- _Aim of the exercise_
Each line from the one that contains "the wooden beam" to the end of the material must be quoted exactly; include both end lines and nothing else.

Dataset records about object locations
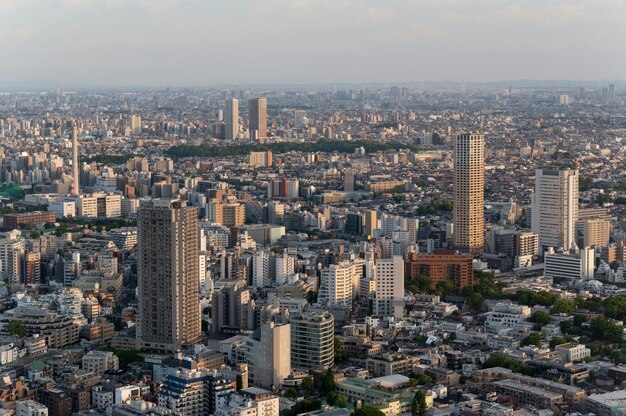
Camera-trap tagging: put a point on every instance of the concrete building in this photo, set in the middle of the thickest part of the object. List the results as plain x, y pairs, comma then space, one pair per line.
555, 207
268, 353
571, 352
257, 114
312, 341
337, 284
261, 159
566, 266
370, 223
100, 361
169, 308
389, 298
469, 192
348, 180
441, 266
231, 118
30, 408
594, 233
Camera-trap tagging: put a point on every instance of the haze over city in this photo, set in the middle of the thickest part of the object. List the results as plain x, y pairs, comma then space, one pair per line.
208, 43
312, 208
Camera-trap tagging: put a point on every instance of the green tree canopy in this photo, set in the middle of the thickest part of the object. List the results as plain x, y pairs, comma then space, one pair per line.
16, 328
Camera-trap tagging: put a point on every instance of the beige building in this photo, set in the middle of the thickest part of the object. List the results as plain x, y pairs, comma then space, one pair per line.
231, 117
312, 341
257, 113
169, 309
555, 207
269, 355
261, 159
370, 223
229, 215
389, 300
469, 192
594, 233
526, 244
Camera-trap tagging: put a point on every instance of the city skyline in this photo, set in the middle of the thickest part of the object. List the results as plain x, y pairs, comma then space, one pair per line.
143, 43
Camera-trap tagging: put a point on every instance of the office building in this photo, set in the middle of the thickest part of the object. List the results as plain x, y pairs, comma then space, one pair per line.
593, 233
268, 353
442, 266
389, 299
257, 113
338, 284
526, 244
348, 180
75, 168
469, 192
169, 309
30, 408
312, 341
569, 266
231, 119
261, 159
135, 125
370, 223
555, 207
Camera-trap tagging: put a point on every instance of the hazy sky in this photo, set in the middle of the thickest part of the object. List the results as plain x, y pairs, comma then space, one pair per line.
209, 42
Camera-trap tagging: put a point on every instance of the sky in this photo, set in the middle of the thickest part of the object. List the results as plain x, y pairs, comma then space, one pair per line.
242, 42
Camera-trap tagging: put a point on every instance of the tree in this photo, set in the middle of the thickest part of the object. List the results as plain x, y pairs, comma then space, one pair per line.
341, 355
308, 386
418, 405
606, 329
16, 328
475, 301
615, 307
327, 382
563, 305
534, 338
540, 318
422, 282
445, 287
311, 296
341, 401
366, 410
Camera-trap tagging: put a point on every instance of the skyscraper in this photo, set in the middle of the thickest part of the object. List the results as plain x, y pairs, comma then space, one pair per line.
312, 341
232, 119
257, 113
135, 125
348, 180
469, 192
75, 167
555, 207
169, 309
370, 223
389, 300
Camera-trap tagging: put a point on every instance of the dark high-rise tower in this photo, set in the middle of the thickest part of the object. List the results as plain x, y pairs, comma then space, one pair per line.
169, 308
257, 113
469, 192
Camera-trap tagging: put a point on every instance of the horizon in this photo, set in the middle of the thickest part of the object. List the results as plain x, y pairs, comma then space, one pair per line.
151, 43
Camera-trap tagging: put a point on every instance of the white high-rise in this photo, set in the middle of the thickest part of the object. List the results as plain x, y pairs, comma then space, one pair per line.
469, 192
389, 300
75, 167
232, 119
555, 207
337, 284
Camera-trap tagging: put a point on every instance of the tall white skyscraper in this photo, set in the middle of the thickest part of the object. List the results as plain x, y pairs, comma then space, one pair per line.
469, 192
555, 207
389, 300
232, 119
75, 167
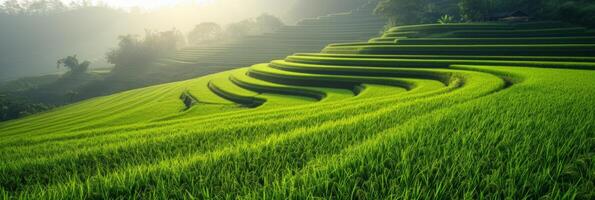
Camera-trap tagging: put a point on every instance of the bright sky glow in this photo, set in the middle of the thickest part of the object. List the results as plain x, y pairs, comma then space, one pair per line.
146, 4
151, 4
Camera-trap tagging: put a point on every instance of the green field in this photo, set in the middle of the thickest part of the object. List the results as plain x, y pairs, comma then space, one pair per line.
474, 111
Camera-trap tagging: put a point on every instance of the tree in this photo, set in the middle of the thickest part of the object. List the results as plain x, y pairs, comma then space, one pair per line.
268, 23
259, 25
73, 65
205, 32
413, 12
133, 52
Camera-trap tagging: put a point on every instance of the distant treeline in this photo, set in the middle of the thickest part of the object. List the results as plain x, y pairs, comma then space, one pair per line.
428, 11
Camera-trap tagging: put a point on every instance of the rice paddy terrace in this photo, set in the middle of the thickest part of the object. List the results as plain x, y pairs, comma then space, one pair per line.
472, 110
309, 35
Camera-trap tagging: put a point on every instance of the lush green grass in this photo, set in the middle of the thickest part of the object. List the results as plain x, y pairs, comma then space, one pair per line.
333, 126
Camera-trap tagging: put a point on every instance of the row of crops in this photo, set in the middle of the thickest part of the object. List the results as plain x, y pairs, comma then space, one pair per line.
307, 36
371, 120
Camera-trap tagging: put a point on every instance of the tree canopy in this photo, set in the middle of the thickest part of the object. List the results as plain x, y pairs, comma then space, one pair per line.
73, 65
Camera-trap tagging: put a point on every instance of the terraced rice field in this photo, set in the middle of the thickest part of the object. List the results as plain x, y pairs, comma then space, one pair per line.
429, 115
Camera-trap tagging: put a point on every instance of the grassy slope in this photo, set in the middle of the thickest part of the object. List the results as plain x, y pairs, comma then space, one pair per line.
377, 132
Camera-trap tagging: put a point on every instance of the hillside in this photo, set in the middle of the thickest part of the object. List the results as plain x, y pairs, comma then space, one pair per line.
308, 35
475, 110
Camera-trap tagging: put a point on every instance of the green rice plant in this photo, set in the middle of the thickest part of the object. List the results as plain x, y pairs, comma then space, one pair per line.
452, 118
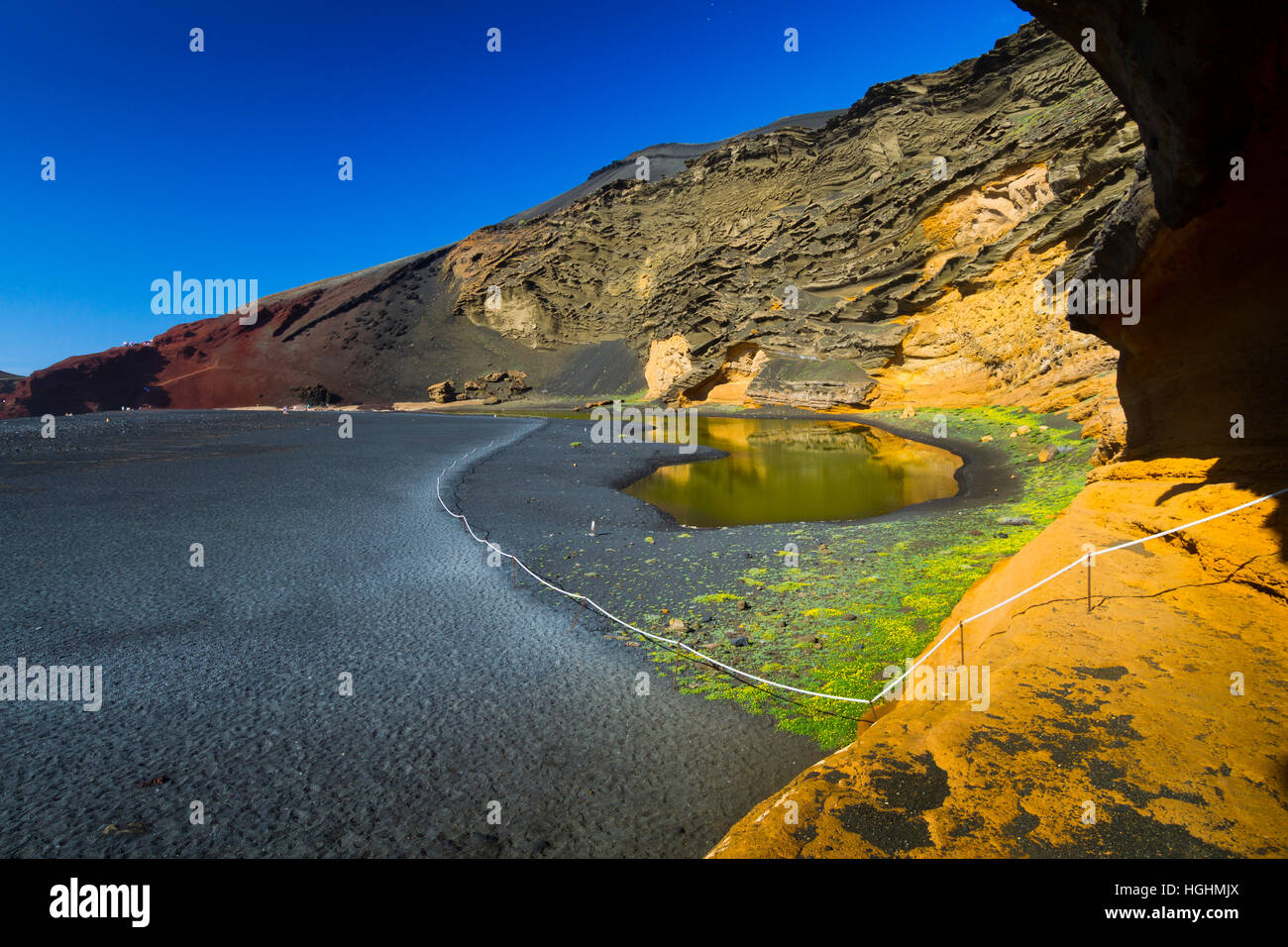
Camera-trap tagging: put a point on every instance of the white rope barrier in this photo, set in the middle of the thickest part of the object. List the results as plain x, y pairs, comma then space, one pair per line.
883, 693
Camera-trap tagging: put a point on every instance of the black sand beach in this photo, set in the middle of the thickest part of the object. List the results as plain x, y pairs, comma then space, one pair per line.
327, 556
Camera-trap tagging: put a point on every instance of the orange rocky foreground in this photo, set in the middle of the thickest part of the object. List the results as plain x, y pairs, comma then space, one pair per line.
1133, 709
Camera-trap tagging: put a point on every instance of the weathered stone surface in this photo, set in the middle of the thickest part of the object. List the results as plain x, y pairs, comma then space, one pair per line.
442, 392
810, 382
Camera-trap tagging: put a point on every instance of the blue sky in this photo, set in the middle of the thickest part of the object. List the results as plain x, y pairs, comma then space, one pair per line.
223, 163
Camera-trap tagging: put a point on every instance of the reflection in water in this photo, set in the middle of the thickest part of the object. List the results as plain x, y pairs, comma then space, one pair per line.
786, 472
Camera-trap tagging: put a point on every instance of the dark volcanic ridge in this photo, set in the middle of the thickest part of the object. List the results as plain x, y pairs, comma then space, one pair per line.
917, 193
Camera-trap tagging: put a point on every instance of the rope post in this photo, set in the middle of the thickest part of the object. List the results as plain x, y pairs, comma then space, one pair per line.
1091, 553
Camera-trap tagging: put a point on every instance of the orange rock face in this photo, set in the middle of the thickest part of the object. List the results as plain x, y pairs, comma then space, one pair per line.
1150, 724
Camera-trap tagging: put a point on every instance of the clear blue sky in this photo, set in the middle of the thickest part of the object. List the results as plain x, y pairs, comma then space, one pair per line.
223, 163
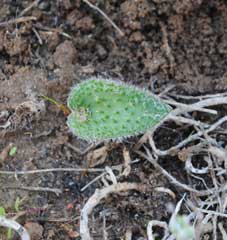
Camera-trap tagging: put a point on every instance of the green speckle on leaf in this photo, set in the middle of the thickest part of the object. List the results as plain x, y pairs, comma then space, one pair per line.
103, 109
12, 151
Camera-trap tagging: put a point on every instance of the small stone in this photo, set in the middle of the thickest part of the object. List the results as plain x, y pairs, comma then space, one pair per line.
35, 230
65, 54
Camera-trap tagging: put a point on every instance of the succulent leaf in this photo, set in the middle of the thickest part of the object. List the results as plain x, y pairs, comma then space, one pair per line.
103, 109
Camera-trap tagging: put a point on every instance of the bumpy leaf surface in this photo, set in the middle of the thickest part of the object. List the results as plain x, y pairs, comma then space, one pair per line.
104, 110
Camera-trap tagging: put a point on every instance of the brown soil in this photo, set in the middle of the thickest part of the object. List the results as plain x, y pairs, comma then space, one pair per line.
165, 42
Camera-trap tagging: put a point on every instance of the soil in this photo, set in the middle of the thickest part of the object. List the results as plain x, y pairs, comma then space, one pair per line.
165, 43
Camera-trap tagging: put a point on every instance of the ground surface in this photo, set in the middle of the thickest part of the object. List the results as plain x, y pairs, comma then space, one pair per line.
165, 43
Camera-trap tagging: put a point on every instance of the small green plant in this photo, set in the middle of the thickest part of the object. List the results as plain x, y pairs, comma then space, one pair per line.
9, 233
181, 228
12, 151
103, 110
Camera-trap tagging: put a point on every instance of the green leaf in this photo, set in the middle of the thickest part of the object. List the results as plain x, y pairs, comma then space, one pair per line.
17, 204
9, 234
12, 151
103, 109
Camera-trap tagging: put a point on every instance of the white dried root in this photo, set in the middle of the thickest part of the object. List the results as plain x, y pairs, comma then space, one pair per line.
95, 199
9, 223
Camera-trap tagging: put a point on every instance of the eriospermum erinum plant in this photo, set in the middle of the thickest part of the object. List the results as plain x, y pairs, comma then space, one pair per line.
104, 109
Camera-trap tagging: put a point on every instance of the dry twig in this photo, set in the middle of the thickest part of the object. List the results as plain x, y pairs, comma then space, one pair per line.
96, 198
4, 222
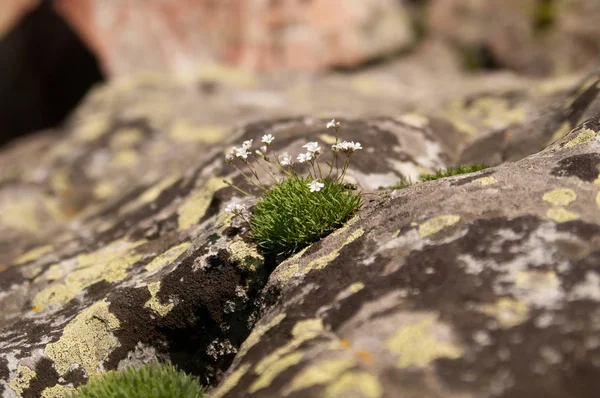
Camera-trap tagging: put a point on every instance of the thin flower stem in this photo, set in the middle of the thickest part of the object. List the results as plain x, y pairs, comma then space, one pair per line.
320, 173
345, 168
267, 171
234, 187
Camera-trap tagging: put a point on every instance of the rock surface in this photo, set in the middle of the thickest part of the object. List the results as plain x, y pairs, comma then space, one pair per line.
256, 34
116, 251
538, 37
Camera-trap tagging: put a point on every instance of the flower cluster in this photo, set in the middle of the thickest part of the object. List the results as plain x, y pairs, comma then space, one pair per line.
287, 164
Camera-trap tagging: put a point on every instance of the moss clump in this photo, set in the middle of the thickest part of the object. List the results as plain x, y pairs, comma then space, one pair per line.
452, 172
290, 217
149, 381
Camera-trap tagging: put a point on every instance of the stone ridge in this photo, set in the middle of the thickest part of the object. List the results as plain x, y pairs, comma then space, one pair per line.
116, 251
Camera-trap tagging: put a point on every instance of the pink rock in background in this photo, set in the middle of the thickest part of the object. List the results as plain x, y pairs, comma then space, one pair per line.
133, 35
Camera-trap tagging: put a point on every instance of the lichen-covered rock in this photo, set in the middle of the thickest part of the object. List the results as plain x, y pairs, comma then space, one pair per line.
115, 249
257, 34
483, 285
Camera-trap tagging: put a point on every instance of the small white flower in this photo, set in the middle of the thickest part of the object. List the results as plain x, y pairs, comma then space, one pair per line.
355, 146
230, 155
235, 208
304, 157
333, 124
242, 152
312, 147
267, 139
285, 159
315, 185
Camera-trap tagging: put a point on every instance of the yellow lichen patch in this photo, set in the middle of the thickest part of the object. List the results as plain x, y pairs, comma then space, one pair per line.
126, 137
287, 272
562, 131
351, 383
21, 382
167, 256
485, 181
57, 391
559, 214
463, 127
583, 137
20, 215
154, 303
109, 263
240, 252
416, 346
303, 331
125, 158
560, 196
186, 131
436, 224
508, 312
276, 368
323, 372
230, 76
414, 119
86, 340
496, 112
230, 382
257, 334
104, 190
322, 262
328, 139
192, 210
356, 287
92, 129
365, 356
33, 254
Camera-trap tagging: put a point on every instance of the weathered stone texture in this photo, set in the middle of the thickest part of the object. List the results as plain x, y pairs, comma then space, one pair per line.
116, 249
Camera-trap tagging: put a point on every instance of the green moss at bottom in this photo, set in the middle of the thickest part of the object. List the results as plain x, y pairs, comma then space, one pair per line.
149, 381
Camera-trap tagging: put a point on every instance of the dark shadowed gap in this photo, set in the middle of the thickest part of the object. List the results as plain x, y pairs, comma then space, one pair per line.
45, 70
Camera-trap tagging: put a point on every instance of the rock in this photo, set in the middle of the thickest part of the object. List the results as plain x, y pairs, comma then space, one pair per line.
539, 37
479, 285
116, 250
255, 34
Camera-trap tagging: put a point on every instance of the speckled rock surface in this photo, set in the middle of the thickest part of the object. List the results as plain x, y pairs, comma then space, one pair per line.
115, 249
483, 285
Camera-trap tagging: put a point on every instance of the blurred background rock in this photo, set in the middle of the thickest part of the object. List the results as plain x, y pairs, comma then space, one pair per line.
53, 51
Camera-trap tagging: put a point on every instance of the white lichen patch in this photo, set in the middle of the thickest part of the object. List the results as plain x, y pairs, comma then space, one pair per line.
560, 196
561, 215
436, 224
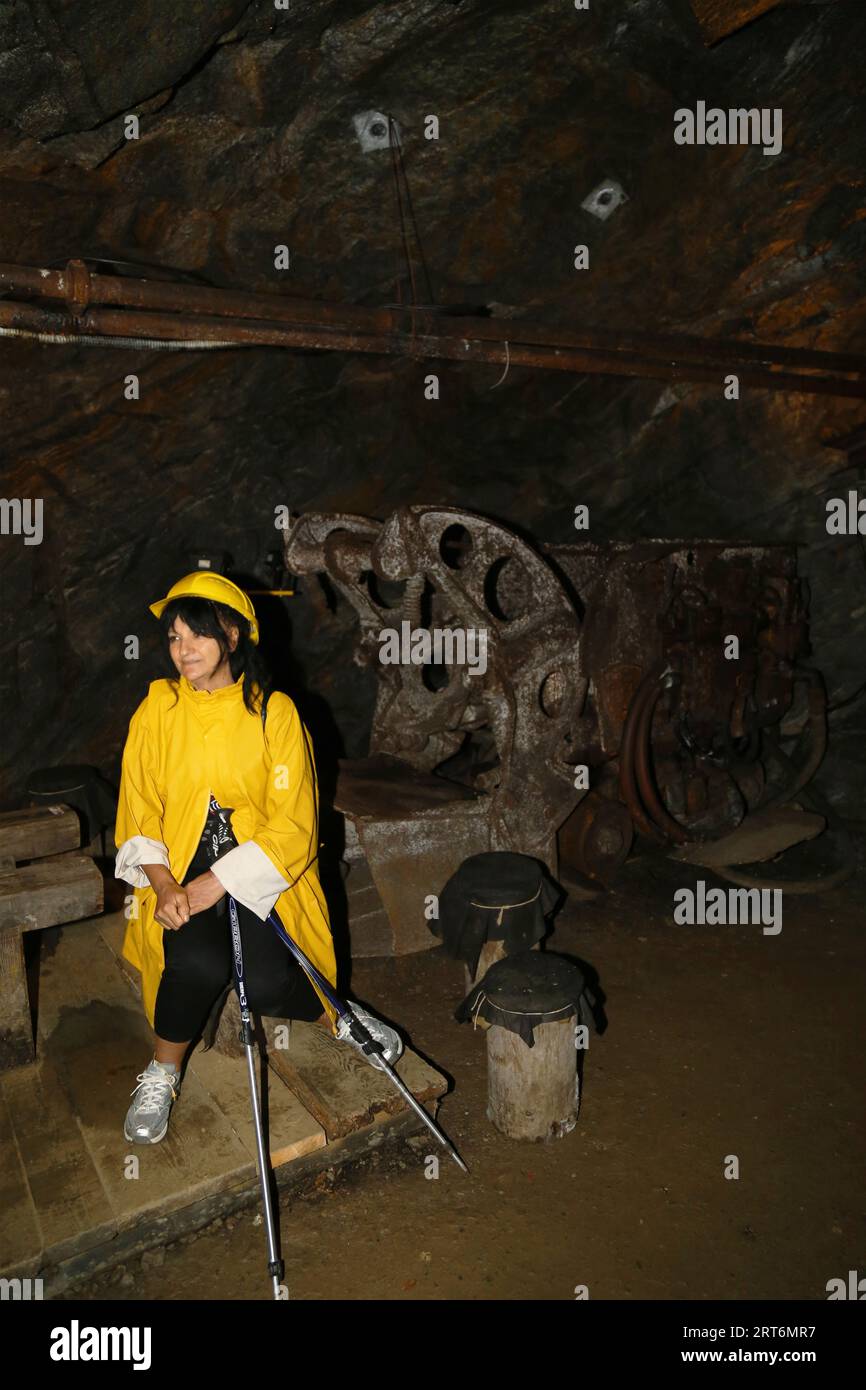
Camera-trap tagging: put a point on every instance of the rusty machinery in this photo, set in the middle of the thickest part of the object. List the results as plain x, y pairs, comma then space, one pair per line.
606, 656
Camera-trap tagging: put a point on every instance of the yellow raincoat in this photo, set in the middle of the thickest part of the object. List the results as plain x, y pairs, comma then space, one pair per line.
180, 751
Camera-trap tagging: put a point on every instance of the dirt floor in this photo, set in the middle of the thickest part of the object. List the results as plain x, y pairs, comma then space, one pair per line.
717, 1041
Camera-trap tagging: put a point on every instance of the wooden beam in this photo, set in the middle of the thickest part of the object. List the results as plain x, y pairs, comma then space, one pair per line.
719, 18
50, 893
34, 831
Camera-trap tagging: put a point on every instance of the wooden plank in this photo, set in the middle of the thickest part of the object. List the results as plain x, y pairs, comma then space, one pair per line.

- _Correct response_
Camera-trap tagging: put a point on every instance of the wooden beam in this photo, set in the middle of the thickest part of the object. List the results as plain x, y pairs, comma then space, one pair per line.
719, 18
50, 893
34, 831
Camera-trap tagging: put a point on every instance of the wooden plank in this photo, set in the middle of the thickest part of the object. List the results as plain x, y pairs, comma then space, one pair per line.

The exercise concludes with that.